GIVEN INSTRUCTION:
Quote the records below in full, exactly as given, with the images taken out.

─── MATERIAL PROVIDED

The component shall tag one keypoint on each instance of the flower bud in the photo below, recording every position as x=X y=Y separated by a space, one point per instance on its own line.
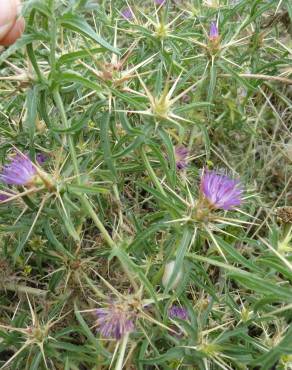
x=168 y=271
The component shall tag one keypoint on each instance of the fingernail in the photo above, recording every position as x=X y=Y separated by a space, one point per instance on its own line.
x=18 y=10
x=4 y=29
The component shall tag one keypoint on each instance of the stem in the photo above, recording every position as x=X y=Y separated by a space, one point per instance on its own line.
x=151 y=172
x=119 y=364
x=86 y=204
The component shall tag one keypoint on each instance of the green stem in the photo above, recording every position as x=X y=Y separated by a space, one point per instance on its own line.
x=86 y=204
x=119 y=364
x=151 y=172
x=53 y=25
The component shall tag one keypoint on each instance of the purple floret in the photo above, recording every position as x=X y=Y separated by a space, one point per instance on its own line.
x=127 y=13
x=181 y=154
x=221 y=191
x=20 y=171
x=3 y=197
x=214 y=33
x=41 y=158
x=114 y=321
x=177 y=312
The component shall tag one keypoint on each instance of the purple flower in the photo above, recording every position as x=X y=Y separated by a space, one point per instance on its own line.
x=127 y=14
x=41 y=158
x=214 y=33
x=177 y=312
x=115 y=321
x=20 y=171
x=181 y=154
x=3 y=197
x=220 y=190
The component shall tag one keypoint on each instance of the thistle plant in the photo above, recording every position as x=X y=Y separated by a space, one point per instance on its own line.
x=145 y=186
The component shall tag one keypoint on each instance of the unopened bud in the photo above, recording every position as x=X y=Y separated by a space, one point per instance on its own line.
x=167 y=276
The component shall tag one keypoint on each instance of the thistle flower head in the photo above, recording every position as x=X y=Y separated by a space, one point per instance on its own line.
x=115 y=321
x=3 y=197
x=127 y=14
x=41 y=158
x=214 y=32
x=221 y=191
x=181 y=154
x=20 y=171
x=177 y=312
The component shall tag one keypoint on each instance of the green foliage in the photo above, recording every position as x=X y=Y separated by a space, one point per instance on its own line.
x=108 y=100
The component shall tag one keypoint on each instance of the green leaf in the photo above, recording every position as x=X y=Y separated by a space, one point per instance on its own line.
x=78 y=24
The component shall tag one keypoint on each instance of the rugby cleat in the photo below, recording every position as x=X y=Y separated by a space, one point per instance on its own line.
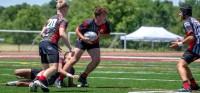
x=58 y=83
x=33 y=87
x=40 y=84
x=196 y=87
x=83 y=81
x=11 y=83
x=183 y=89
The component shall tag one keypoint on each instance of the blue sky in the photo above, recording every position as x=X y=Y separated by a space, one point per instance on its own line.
x=6 y=3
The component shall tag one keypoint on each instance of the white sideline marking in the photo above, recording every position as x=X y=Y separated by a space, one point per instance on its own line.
x=135 y=79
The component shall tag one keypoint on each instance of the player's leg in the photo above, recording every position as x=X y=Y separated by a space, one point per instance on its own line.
x=184 y=71
x=77 y=55
x=48 y=72
x=95 y=55
x=70 y=80
x=193 y=85
x=23 y=73
x=20 y=73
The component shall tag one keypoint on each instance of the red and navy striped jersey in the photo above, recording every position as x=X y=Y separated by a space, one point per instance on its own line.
x=191 y=25
x=90 y=25
x=52 y=28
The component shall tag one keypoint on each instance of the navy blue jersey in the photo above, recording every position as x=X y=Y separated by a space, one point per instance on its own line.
x=89 y=25
x=52 y=28
x=191 y=25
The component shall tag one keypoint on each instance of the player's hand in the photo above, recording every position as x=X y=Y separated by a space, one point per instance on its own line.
x=174 y=45
x=75 y=76
x=59 y=49
x=87 y=40
x=72 y=52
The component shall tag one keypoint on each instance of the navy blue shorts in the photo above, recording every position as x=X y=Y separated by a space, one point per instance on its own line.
x=46 y=47
x=34 y=72
x=85 y=46
x=48 y=52
x=189 y=56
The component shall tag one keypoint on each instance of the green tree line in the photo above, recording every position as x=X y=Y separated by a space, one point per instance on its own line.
x=124 y=15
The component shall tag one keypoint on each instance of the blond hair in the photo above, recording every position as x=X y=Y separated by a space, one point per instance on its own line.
x=98 y=10
x=61 y=4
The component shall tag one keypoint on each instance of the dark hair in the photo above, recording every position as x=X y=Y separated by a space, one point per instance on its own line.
x=186 y=10
x=98 y=10
x=66 y=54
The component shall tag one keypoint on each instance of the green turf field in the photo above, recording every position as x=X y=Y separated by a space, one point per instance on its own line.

──────

FINAL RESULT:
The component shall tag one keypoint on each instance of the flower bud in the photo below, recording every position as x=X y=Y separated by a space, one point per instance on its own line.
x=168 y=271
The component shall tag one keypoint on each instance of the fingernail in the photo above, recording every position as x=X y=Y separated by a space, one point per instance on its own line.
x=18 y=10
x=4 y=29
The component shall tag one keypoint on each instance of the stem in the photo above, recording every position as x=X y=Y separated by a space, one point per instance on its own line.
x=151 y=172
x=119 y=364
x=86 y=204
The component shall tag one keypoint on each instance of the green stem in the photo above, recording every position as x=X y=Y separated by a space, one point per instance on its own line.
x=86 y=204
x=119 y=364
x=151 y=172
x=53 y=25
The component shall tag one keypoint on each instance of the purple floret in the photo above, recording every position as x=X y=Y separated by a space, one point per instance on its own line.
x=127 y=13
x=181 y=154
x=221 y=191
x=20 y=171
x=3 y=197
x=214 y=33
x=41 y=158
x=114 y=321
x=177 y=312
The component shall tag one keypoint on each instance of the purple flower in the photo above, recording every position as x=X y=Y separated by a space, one point per instance on its own line.
x=127 y=14
x=41 y=158
x=214 y=33
x=177 y=312
x=115 y=321
x=20 y=171
x=181 y=154
x=3 y=197
x=220 y=190
The component shall tag one keypoint on each instance of the thistle plant in the photo above, recording every position as x=X y=Y separated by a space, one point per instance on its own line.
x=145 y=186
The component shall tag one keypoint on each instance of the unopened bud in the photo above, recording every position as x=X y=Y separated by a space, one point per instance on its own line.
x=167 y=276
The component shall tag one keypoint on each instance of the thistle flower head in the photo above, recording every position as x=X y=Y separated by a space, one point per instance on its own line.
x=115 y=321
x=3 y=197
x=127 y=14
x=41 y=158
x=214 y=32
x=221 y=191
x=181 y=154
x=20 y=171
x=177 y=312
The component shall tag one keypoint on each instance of the green foliage in the photo above, recording every position as x=X y=Y separated by a space, one point per instance on its own line.
x=108 y=100
The component shall tag one keypoint on each instance of the green leaf in the photo above, recording every position as x=X y=Y separated by a space, one point per instance on its own line.
x=78 y=24
The component shall tag one keypoint on each instance of the rugby cleat in the photo below, recording every position as x=X y=Y separated by a space, one point per instance on its own line.
x=58 y=83
x=33 y=87
x=40 y=84
x=196 y=87
x=83 y=81
x=11 y=83
x=183 y=89
The component shall tag one keypoint on each instance of the blue sky in the photo above, recording every position as x=X y=Y separated by a space, one point per instance on its own line.
x=6 y=3
The component shall tag one keypoint on each instance of the white sideline marking in the photo above, recording every position as x=X y=Y separated by a space, one point per instance on its own line.
x=135 y=79
The component shall tag one keypoint on each instance of the player's leg in the photo above, recording every position as x=X y=Y separated by a space, one point per instance on its own line.
x=184 y=71
x=77 y=55
x=48 y=72
x=95 y=55
x=70 y=80
x=193 y=85
x=23 y=73
x=20 y=73
The component shall tag one keypoint on each instance of the red and navy striped jersey in the photo above, recording every position as x=X y=Y separated by a space, one point per instance on its own line.
x=191 y=25
x=90 y=25
x=52 y=28
The component shall tag one keypoint on each instance of the navy blue jersey in the photo above, recording every position as x=X y=Y separated by a space, one point per instance on its own line.
x=89 y=25
x=52 y=28
x=191 y=25
The component shall tag one keypoint on each instance of the player's hand in the photo above, recording every position as x=X y=Y separated by a space, one point per instance on its own line.
x=174 y=45
x=75 y=76
x=59 y=49
x=87 y=40
x=72 y=52
The component shall tag one keypoint on each instance of the navy blue shorts in the photo above, recording every position as x=X y=Y separated by a space, one point per instance on its own line.
x=46 y=47
x=34 y=72
x=85 y=46
x=48 y=52
x=189 y=56
The component shall tag one keypoint on each instance of the green tree line in the photo above, recording every position as x=X y=Y separated by a space, one point per instance on its own line.
x=124 y=15
The component shall tag one keypoint on each instance of the blond hair in the photo above, recording every position as x=X y=Y separated by a space, one point per instance on its own line.
x=98 y=10
x=61 y=4
The component shall tag one keypoint on each instance of the dark hair in the photo above, recording every position as x=X y=Y separated by a space, one point per instance on its own line.
x=186 y=10
x=98 y=10
x=66 y=54
The component shall tag one keypoint on each instance of the green turf field in the photo above, recording every position as x=X y=Y separated by a space, one point per instance on its own line.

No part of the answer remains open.